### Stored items
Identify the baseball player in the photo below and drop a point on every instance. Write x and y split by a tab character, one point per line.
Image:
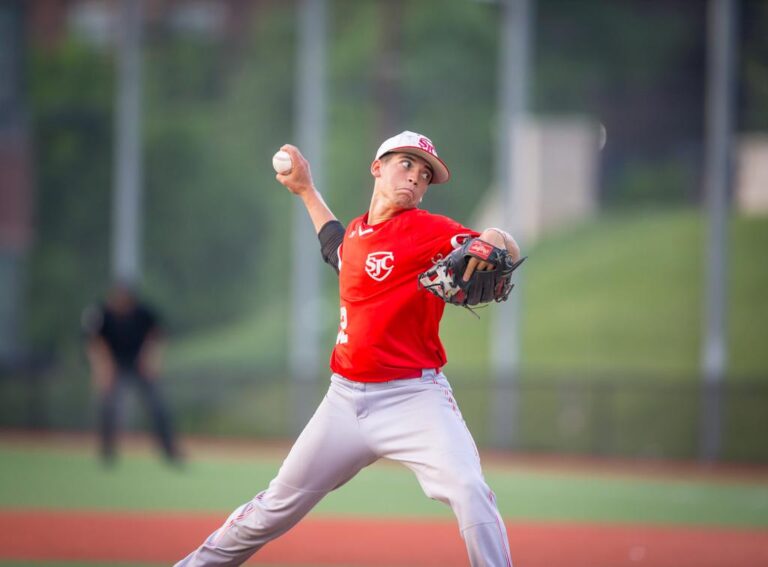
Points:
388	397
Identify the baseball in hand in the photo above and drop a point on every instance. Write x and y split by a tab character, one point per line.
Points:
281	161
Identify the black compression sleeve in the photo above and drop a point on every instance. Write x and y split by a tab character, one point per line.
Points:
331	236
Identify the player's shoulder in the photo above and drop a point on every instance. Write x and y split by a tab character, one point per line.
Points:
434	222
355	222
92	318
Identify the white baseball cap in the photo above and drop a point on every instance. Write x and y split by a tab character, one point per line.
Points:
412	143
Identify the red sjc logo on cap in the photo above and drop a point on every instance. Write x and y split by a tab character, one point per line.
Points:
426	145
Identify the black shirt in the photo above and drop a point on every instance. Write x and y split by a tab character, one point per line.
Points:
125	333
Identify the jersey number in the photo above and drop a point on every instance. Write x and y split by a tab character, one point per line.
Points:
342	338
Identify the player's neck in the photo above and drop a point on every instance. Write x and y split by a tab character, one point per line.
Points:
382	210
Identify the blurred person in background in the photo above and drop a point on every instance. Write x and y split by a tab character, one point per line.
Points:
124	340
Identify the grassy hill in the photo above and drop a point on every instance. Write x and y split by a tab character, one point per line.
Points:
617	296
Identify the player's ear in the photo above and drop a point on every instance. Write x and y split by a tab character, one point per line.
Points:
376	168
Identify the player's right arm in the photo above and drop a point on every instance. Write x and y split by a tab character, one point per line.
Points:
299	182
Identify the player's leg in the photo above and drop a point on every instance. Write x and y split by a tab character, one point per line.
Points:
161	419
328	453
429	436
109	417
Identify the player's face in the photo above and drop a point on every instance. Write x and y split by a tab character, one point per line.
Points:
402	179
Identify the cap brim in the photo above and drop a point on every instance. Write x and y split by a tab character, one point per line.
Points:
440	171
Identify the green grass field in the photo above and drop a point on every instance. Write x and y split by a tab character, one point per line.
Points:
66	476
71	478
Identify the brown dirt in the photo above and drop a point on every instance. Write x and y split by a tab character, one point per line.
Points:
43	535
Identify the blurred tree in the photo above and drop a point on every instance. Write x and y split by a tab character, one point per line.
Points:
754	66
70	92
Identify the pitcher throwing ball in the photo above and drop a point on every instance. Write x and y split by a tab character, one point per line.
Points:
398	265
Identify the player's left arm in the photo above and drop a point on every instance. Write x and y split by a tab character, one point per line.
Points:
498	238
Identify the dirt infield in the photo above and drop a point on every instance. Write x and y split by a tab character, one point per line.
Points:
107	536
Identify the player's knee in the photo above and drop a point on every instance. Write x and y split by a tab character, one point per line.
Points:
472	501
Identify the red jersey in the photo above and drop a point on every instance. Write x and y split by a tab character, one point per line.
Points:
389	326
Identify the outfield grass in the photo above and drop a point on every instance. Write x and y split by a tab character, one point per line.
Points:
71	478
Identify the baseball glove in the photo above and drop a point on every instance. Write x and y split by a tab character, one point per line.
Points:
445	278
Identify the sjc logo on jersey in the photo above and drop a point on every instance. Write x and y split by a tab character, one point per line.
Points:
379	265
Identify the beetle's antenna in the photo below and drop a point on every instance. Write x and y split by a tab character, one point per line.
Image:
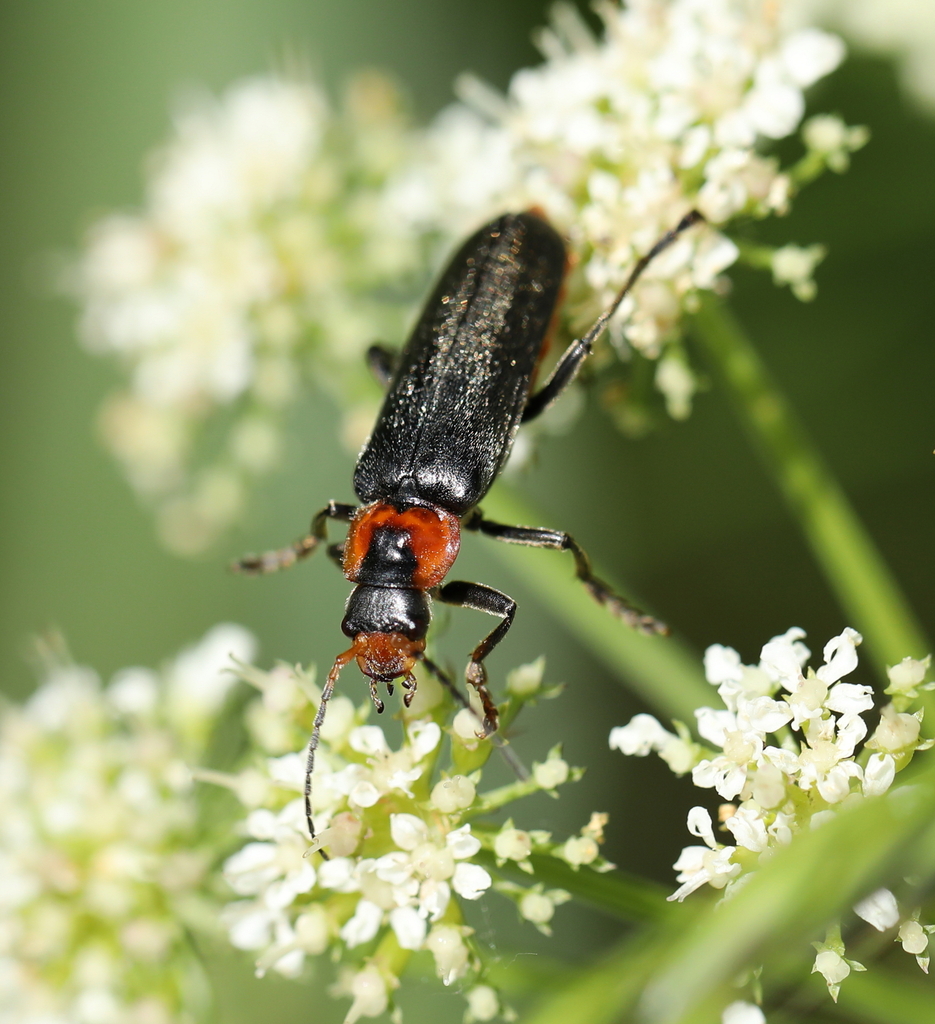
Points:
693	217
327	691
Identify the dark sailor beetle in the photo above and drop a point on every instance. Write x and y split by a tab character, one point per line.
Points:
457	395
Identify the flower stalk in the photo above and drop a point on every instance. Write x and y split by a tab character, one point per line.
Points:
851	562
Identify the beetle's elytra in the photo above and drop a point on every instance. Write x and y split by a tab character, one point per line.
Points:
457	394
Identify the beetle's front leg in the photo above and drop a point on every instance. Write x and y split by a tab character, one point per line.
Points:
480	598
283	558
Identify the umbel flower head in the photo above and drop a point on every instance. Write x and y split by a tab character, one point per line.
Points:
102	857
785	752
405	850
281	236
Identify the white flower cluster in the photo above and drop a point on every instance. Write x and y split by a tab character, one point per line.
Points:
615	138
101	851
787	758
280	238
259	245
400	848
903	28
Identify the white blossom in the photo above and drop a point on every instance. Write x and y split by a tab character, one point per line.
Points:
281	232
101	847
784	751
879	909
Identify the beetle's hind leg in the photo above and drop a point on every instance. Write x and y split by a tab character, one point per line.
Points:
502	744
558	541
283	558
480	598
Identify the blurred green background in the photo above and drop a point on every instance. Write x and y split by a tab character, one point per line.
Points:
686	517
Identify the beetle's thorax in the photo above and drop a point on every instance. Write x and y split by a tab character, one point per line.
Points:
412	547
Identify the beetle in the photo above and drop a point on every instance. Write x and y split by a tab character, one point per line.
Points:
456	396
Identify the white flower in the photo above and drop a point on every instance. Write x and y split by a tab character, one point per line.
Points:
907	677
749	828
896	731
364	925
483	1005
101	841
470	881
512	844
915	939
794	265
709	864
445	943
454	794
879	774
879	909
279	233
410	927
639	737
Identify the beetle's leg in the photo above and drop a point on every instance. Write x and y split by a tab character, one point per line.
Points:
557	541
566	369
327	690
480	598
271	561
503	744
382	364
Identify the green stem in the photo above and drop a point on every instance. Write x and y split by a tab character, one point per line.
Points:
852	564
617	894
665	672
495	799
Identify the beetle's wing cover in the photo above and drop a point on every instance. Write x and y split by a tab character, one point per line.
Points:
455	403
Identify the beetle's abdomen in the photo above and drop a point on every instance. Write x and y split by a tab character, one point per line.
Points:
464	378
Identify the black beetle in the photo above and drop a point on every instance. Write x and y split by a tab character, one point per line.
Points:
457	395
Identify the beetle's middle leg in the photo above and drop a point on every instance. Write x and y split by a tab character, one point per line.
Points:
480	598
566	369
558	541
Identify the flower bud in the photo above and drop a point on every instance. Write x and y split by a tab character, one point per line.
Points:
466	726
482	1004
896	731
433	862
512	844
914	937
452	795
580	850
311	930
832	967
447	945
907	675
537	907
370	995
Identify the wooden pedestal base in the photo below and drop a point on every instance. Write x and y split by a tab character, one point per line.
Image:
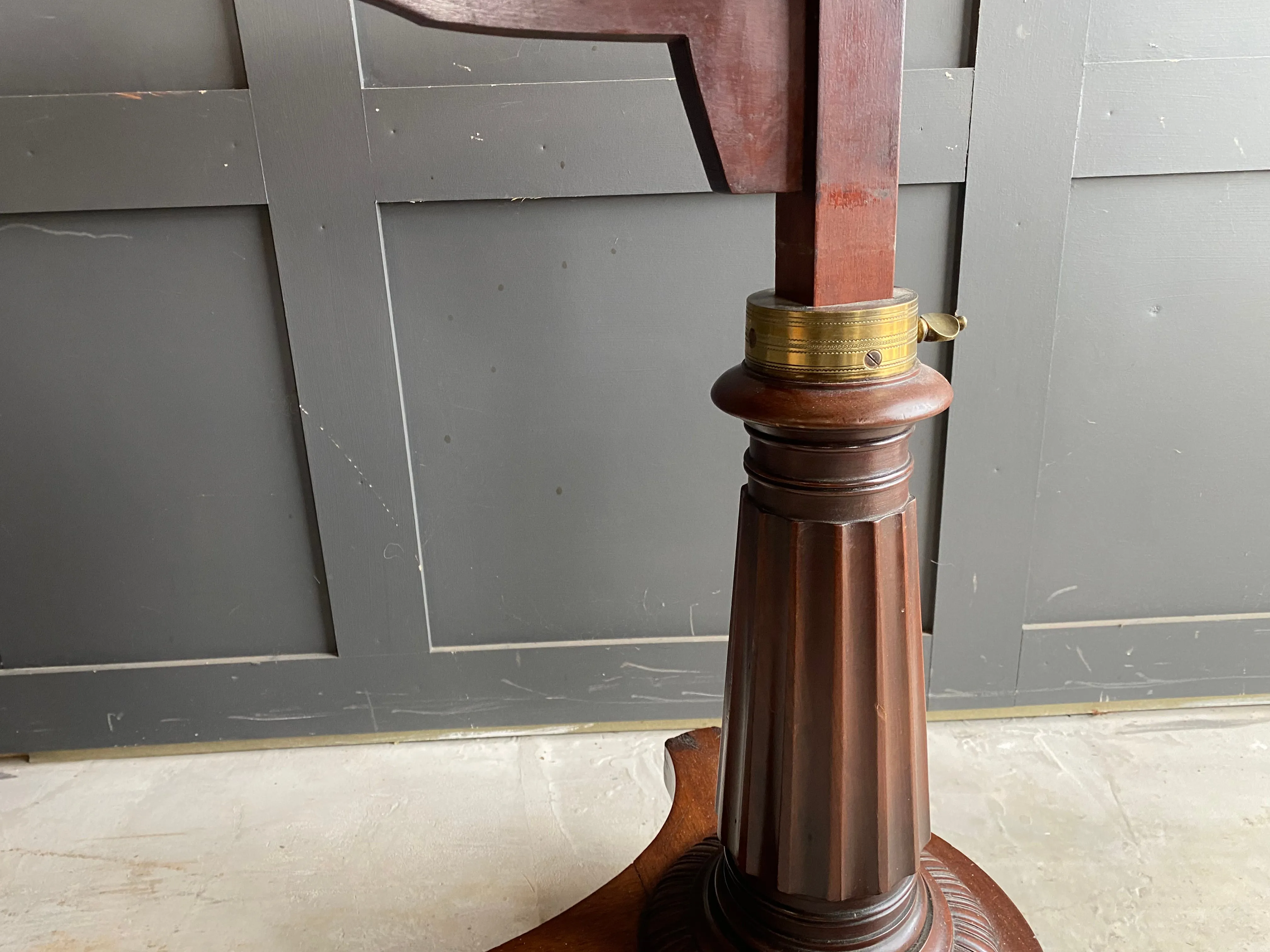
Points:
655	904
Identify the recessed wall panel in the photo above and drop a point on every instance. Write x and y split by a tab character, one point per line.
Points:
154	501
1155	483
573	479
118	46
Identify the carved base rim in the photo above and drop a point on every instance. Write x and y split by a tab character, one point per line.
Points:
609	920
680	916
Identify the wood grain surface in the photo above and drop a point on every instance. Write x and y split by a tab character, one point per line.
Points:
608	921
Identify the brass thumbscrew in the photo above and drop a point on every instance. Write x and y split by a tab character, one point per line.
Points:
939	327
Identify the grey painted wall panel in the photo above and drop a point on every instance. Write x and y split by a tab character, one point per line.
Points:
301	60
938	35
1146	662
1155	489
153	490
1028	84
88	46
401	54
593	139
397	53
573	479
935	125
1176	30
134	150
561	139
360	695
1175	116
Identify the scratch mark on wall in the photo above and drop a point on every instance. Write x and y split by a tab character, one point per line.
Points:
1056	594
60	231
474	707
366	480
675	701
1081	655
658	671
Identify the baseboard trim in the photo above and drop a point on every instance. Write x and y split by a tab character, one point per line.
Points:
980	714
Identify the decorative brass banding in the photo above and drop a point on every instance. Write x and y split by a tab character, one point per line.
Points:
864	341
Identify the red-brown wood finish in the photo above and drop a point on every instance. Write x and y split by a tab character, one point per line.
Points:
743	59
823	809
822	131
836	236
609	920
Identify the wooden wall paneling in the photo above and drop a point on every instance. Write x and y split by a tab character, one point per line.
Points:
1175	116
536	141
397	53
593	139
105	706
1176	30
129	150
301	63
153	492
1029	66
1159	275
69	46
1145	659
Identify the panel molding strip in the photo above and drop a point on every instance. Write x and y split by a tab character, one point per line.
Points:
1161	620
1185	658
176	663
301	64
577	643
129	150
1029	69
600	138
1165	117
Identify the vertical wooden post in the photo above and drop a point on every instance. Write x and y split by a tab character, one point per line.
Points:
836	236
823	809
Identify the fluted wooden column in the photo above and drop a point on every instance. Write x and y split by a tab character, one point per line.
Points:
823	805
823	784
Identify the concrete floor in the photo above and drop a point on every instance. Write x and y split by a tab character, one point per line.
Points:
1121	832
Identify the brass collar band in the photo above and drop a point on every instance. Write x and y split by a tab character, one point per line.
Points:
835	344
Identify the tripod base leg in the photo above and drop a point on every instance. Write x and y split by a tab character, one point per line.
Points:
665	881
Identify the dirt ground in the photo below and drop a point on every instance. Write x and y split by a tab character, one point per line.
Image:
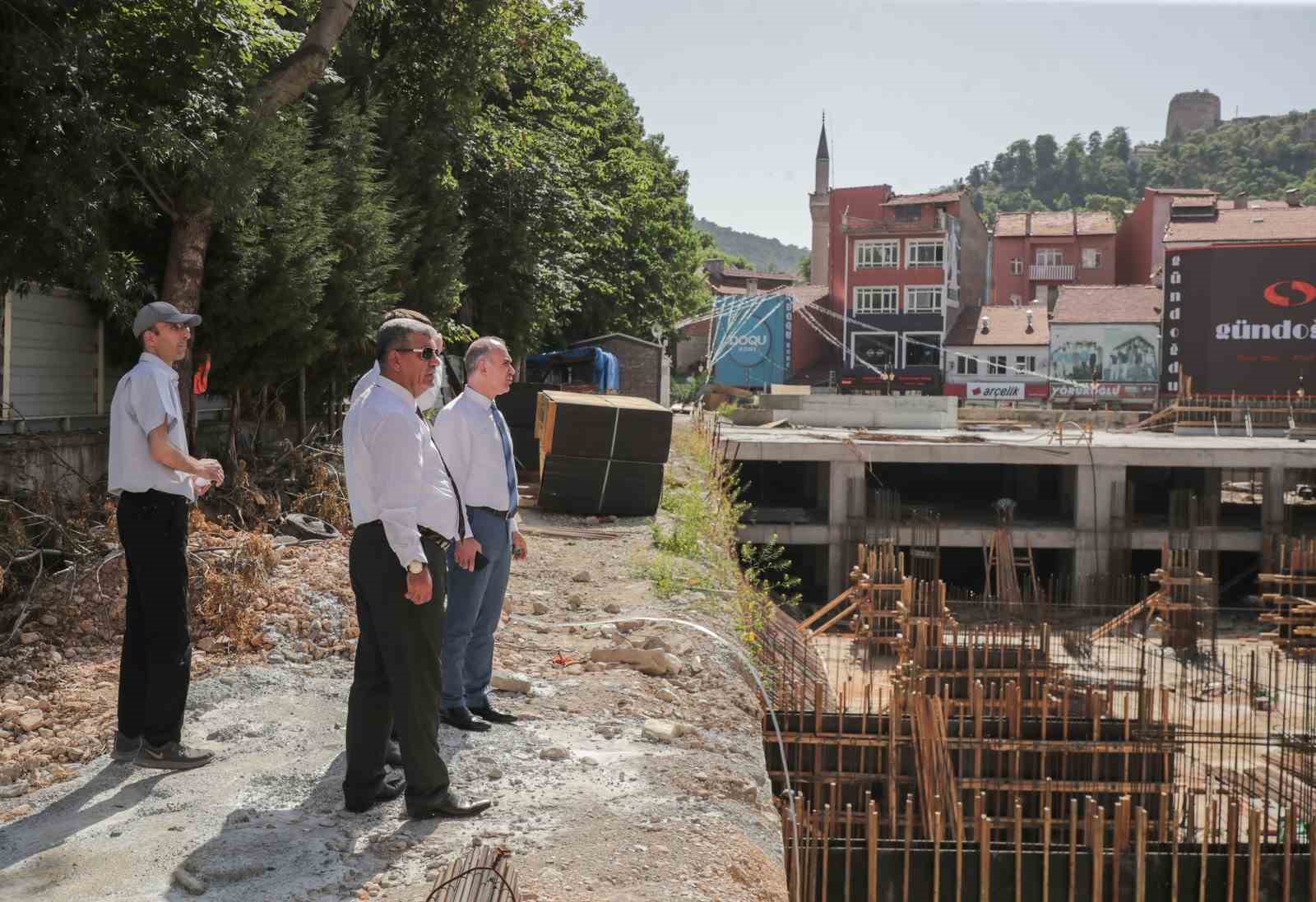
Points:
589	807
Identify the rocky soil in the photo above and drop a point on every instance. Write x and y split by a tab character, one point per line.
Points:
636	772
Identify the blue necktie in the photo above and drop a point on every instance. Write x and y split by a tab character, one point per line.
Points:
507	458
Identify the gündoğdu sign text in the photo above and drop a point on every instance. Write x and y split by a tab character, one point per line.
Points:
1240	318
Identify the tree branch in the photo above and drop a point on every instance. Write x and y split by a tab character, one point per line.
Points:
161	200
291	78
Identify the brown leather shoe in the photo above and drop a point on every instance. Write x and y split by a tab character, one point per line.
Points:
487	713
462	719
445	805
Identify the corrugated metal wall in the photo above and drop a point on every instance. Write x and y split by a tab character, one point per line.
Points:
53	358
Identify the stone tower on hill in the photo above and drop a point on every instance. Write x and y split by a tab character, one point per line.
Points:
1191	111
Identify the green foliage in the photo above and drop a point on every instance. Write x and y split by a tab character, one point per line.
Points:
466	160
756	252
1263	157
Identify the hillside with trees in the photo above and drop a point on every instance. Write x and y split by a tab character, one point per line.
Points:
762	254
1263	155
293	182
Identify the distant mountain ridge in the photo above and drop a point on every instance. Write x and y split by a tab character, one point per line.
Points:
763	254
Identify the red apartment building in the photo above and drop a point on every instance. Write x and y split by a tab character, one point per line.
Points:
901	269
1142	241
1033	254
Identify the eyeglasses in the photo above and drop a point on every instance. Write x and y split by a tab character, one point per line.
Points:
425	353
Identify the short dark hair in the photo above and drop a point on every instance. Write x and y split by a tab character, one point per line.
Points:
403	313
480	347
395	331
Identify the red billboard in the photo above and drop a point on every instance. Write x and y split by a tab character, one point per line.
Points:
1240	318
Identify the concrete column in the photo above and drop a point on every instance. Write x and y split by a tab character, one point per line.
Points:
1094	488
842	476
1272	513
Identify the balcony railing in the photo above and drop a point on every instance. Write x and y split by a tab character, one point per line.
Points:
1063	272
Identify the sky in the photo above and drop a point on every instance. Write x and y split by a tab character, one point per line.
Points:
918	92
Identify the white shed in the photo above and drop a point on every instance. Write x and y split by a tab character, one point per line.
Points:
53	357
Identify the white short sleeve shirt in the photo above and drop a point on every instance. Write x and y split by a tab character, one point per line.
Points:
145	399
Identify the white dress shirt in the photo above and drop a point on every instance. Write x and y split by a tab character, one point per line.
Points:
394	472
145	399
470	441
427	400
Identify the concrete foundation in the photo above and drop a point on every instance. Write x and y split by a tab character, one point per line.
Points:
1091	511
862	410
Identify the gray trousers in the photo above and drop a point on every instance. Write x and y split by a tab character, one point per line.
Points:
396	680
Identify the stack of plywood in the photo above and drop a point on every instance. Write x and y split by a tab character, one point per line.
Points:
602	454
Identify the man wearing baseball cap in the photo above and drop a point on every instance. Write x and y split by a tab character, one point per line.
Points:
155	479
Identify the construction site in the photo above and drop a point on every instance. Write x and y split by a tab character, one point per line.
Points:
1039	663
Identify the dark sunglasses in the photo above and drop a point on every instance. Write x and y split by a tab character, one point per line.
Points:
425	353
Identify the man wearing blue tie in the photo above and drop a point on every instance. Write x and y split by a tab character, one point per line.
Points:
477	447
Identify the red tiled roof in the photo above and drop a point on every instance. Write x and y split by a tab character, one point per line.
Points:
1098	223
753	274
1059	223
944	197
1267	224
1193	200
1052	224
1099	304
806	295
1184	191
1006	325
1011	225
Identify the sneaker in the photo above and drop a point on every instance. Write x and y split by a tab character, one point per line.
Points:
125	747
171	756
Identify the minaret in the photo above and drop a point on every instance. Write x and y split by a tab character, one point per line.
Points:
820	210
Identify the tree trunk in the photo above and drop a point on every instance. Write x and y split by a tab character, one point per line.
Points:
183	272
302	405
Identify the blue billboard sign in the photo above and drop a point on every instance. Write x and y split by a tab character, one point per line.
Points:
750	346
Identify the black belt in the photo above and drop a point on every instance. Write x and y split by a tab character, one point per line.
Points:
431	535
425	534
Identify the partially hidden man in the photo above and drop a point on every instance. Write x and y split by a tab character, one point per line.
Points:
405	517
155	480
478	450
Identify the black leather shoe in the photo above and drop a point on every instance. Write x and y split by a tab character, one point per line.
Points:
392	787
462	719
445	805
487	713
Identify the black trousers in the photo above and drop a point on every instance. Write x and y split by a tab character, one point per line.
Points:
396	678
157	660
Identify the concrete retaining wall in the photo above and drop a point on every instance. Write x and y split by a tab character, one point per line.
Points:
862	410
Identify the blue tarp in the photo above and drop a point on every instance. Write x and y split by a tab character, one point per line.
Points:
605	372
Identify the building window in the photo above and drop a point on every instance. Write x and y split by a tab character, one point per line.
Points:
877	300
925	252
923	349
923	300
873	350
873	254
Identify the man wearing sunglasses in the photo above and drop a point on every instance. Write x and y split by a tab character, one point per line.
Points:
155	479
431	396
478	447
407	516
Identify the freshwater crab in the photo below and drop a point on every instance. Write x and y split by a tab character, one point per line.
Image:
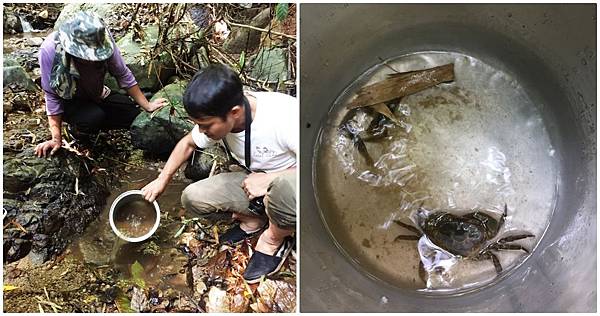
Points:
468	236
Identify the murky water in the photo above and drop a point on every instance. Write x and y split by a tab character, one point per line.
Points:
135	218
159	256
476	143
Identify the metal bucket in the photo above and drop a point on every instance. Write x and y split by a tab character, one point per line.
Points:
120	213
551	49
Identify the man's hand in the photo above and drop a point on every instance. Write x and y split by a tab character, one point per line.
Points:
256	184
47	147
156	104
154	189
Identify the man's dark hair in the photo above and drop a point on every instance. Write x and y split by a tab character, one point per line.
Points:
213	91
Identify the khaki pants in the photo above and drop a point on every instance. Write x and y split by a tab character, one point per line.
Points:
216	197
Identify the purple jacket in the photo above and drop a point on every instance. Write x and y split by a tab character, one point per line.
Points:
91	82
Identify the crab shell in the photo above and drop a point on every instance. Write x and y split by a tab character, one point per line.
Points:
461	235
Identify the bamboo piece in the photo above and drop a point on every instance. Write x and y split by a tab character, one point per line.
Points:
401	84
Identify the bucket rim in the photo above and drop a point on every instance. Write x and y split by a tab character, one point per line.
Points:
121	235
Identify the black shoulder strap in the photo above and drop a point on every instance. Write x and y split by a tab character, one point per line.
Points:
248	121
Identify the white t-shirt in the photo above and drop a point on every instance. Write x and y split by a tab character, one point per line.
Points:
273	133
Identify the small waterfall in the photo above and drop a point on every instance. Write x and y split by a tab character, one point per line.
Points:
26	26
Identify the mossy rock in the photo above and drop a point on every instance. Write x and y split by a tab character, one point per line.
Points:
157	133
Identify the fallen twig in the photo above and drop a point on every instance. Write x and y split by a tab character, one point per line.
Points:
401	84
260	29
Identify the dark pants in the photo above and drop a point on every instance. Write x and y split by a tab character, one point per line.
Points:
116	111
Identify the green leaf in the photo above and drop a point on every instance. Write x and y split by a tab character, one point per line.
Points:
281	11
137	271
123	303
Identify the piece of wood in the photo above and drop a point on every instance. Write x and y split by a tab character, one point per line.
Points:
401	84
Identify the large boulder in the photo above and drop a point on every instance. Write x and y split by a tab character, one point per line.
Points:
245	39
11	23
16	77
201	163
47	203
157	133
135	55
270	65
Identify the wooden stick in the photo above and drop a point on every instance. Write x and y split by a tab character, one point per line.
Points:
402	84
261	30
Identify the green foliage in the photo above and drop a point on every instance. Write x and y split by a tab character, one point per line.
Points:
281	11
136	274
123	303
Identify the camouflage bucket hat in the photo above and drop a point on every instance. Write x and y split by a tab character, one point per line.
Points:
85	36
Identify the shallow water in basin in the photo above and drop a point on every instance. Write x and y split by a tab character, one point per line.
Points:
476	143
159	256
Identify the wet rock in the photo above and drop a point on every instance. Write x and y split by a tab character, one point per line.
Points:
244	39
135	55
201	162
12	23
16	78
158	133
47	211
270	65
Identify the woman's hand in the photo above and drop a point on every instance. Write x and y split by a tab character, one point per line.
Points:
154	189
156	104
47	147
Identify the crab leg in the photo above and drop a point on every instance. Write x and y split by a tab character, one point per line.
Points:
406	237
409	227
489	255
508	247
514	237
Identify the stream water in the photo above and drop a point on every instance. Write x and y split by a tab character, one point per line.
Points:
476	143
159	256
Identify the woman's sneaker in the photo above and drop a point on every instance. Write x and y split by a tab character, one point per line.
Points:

### Work to be completed
Only lines that include "sleeve" belong in the answer; return them from the entries above.

### Solution
Identify the black compression sleeve in the photo above and drop a point on every instance. Write x and y split by a tab character, one point per line.
Identify the white short sleeve shirt in the photo above and drop a point on every instance. Write x and y split by a tab character, one point per line.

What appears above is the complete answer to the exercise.